- Job A -
Write out the stretch of the GetEquations help page from "options - (optional)" through "setting.  Default is false.", keeping every word unchanged.

GetEquations

get the equations of the active MapleSim subsystem

Parameters

 options - (optional) equation(s) of the form name = value

Returns

 • list : list of the subsystem's equations

Options

 • toplevel : true or false
 Specifies whether the top-level equations should be returned regardless of the active subsystem setting.  Default is false.
 • output : one of the following: 'daes','definitions','events','relations','functions','all','aes','odes'; or a list of one or more of these names
 Specifies the types of the equations of the linked model to be returned. Default is 'daes'.
 – Continuous definitions equations ('definitions'):
 • This set contains equations that were algebraically simplified out from the rest of the model equations according to simplification rules based on, for example, linearity or uniqueness of the variables. These equations are not used in the remaining stages of the simulation engine.
 – Core continuous equations ('daes'):
 • This represents a set of continuous equations that remain after simplification.  These equations are processed further by the engine and used for simulation.
 – Set of inequality/boolean definitions ('relations'):
 • This set contains definitions for boolean and inequality variables.  They may represent relations or Maple logic operators such as And, Or, Not.  They are also used for simulation but often require special handling.
 – Set of event handling definitions ('events'):
 • This set contains all the specifications for events.  It can contain internal MapleSim engine data types. These definitions are used internally by the integration engine for event handling.
 – Function/data definitions ('functions'):
 • This last set contains equations that define black-box procedures used in the model.  There are two types of specifications that can occur here.  The fist one can be a definition of Matrix type that stores numeric data values.  The second can be a Maple procedure.  These types are used, for example, to define lookup tables in MapleSim.  The procedure names can appear in equations contained in the previous sets, thus they must be assigned their definitions at any time the procedures are to be evaluated.  Note that the procedures will fail to evaluate if their input arguments do not evaluate to numeric types.
 – Ordinary differential equations ('odes'):
 • This subset of 'daes' contains equations which have derivatives.
 – Algebraic equations ('aes'):
 • This subset of 'daes' contains equations without derivatives.
 – All subsystem's equations ('all'):
 • This set contains all the subsystem's equations. It is an ordered list of the five above described sets:'daes', 'definitions', 'relations', 'events', and 'functions'.
 • params : one of the following: set, list or 'all'
 Specifies which parameters to leave symbolic in the returned equations.  By default, only parameters explicitly defined on the active subsystem are left symbolic.
 • simplify : true or false
 Specifies whether to simplify the returned equations using Maple's simplify command. For large sets of equations this can take significant amounts of time and memory. Default is false.
 • filter : list, set, string, name, or function
 Used to select equations that contain particular variables or parameters. If no variables or parameters are specified, no filtering is applied. Each string may be a wildcard pattern, see StringTools[WildcardMatch] for the format.  Any equation that contains a variable or parameter that matches an element of filter is returned.  Matching is made both before and after substitution; equations with elements that match either are accepted. The default is the empty set, which does no filtering.

- Entries provided -
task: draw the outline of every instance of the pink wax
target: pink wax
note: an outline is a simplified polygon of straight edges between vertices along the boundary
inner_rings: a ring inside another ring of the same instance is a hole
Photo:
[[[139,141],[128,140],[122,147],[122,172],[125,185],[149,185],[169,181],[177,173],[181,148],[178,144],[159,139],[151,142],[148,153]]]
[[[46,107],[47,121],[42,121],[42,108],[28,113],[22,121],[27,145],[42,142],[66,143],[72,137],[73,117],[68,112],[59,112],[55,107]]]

- Job B -
Show each line in the entries above that contains the word "outline".

- Correct output A -
options - (optional) equation(s) of the form name = value

Returns

 • list : list of the subsystem's equations

Options

 • toplevel : true or false
 Specifies whether the top-level equations should be returned regardless of the active subsystem setting.  Default is false.

- Correct output B -
task: draw the outline of every instance of the pink wax
note: an outline is a simplified polygon of straight edges between vertices along the boundary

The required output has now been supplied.